Extract provided:
*** Begin section ***

In the past half-century or so it has become fashionable to see science as a social construct driven by politics, funding constraints, personalities, and so forth. While such influences are obviously a reality in science, I do not believe they are usually dominant. Science can and has transcended outside influences to produce new and unique findings, but Darwinism is not one of them. Darwinism is an example of how powerful and yet subtle outside influences can steer our scientific thinking.
It was a sufficient task for me in writing Darwin's God to reveal these subtleties and expose the true nature of Darwinism. My aim was not to provide an alternative or to argue that evolution was wrong, therefore I did not detail the many evidences against the theory nor provide a replacement theory. I also did not discuss my personal religious belief, as it was not relevant to the task of critiquing Darwinism.
An Alternative Explanation
Chapters 4 and 5 argue against Darwinism on the second level. They show that even the positive evidences do not support evolution. Chapter 6 shows how Darwinism fails on yet another level: it is self-contradictory. Finally, Chapter 7 argues against Darwinism on the theological level.
Darwinism fails scientifically, philosophically, and theologically. It is not a good creation story. Chapters 8 and 9 argue that the biblical account is the only one that makes sense. It may not provide many scientific details, but it accurately describes the situation with which we are faced. As a Christian I know what the Scriptures say, and as a scientist I understand what we have discovered about nature. These two sources of revelation tell the same story. It is a myth that Christians must, in one way or another, reconcile their religious beliefs with what science has discovered.

*** End section ***

What to do: Repeat word for word the part of the passage on Darwinism starting at "In the past" and ending at "our scientific thinking.".

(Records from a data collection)
*** Begin section ***

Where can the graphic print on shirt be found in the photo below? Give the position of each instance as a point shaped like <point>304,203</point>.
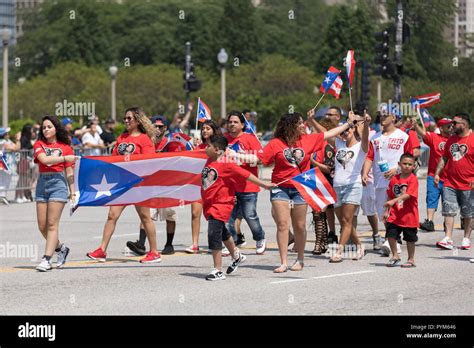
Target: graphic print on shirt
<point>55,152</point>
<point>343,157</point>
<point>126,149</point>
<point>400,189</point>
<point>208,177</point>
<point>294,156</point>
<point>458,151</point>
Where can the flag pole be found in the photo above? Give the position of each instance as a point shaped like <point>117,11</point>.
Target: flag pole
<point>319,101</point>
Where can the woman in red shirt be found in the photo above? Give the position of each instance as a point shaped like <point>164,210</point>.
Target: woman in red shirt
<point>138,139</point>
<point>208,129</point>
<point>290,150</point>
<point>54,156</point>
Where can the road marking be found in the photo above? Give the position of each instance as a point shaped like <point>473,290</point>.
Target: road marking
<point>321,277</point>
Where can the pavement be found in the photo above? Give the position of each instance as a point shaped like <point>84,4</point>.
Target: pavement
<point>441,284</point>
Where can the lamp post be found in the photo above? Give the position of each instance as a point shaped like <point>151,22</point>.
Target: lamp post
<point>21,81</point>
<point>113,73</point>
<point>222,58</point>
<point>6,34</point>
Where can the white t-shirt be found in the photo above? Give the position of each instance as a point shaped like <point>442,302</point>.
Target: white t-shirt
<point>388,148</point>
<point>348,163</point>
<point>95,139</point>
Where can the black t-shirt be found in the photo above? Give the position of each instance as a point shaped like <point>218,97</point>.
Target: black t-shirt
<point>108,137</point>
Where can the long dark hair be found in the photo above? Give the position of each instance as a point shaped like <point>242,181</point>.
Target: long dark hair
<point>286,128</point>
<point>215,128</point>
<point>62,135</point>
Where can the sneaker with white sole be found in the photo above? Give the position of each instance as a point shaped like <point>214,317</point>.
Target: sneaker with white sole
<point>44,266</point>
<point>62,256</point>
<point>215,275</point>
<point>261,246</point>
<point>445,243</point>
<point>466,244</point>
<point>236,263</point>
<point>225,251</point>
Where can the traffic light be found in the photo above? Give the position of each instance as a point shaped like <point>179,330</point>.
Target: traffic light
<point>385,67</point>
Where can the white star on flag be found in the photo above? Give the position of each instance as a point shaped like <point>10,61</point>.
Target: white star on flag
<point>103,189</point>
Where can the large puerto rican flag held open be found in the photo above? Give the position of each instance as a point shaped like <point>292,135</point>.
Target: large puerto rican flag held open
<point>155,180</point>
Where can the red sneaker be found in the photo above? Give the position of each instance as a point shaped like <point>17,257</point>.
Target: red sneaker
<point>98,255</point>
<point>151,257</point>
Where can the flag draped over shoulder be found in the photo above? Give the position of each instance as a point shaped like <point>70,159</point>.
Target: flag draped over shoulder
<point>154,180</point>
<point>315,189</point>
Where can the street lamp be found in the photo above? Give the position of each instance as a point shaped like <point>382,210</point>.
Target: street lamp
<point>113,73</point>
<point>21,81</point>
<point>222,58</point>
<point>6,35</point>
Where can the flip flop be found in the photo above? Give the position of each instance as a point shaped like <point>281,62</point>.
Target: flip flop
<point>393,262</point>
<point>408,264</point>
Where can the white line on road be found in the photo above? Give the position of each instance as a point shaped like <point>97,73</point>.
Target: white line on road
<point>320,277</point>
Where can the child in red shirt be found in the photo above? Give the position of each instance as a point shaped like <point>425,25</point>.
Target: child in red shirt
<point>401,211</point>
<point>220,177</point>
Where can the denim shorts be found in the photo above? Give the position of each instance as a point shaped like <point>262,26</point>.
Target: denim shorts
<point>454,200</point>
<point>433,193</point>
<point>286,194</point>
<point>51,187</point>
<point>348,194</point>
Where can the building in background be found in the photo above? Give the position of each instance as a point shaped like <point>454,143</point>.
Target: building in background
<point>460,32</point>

*** End section ***
*** Begin section ***

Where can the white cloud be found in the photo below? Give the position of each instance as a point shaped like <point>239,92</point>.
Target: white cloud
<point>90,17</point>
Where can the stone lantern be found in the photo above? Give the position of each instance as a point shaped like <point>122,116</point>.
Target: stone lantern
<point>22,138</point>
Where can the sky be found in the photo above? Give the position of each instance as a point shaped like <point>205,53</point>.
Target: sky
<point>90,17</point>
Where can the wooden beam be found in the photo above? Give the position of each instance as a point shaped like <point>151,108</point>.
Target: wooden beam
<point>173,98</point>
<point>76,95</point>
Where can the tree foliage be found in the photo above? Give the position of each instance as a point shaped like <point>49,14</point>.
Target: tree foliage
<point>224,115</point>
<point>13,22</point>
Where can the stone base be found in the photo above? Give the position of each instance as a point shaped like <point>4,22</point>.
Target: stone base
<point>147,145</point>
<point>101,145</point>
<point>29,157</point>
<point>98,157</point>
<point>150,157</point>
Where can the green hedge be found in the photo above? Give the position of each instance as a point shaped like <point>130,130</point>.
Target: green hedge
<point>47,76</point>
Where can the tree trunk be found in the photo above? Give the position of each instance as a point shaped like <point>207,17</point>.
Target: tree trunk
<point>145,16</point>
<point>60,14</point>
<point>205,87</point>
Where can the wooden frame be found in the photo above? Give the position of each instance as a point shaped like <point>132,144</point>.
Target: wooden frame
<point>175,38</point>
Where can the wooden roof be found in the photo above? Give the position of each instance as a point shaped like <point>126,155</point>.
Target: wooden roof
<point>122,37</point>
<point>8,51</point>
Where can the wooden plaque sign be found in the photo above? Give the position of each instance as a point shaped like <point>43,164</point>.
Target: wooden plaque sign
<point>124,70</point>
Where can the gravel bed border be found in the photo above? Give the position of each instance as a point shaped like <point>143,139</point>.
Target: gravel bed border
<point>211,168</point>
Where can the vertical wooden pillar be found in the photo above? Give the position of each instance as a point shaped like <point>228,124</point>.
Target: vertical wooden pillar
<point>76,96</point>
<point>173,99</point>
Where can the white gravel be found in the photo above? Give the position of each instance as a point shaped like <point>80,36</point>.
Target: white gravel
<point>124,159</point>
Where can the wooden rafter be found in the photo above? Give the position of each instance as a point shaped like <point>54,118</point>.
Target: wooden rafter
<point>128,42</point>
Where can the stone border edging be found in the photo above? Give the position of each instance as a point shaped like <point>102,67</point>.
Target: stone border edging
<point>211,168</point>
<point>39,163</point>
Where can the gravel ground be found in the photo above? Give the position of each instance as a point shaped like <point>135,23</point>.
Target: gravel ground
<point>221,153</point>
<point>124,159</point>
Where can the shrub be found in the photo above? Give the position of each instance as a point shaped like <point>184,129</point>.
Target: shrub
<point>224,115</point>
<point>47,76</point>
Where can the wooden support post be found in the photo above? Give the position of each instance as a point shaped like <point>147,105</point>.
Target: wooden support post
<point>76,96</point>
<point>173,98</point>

*** End section ***

Result below:
In the past half-century or so it has become fashionable to see science as a social construct driven by politics, funding constraints, personalities, and so forth. While such influences are obviously a reality in science, I do not believe they are usually dominant. Science can and has transcended outside influences to produce new and unique findings, but Darwinism is not one of them. Darwinism is an example of how powerful and yet subtle outside influences can steer our scientific thinking.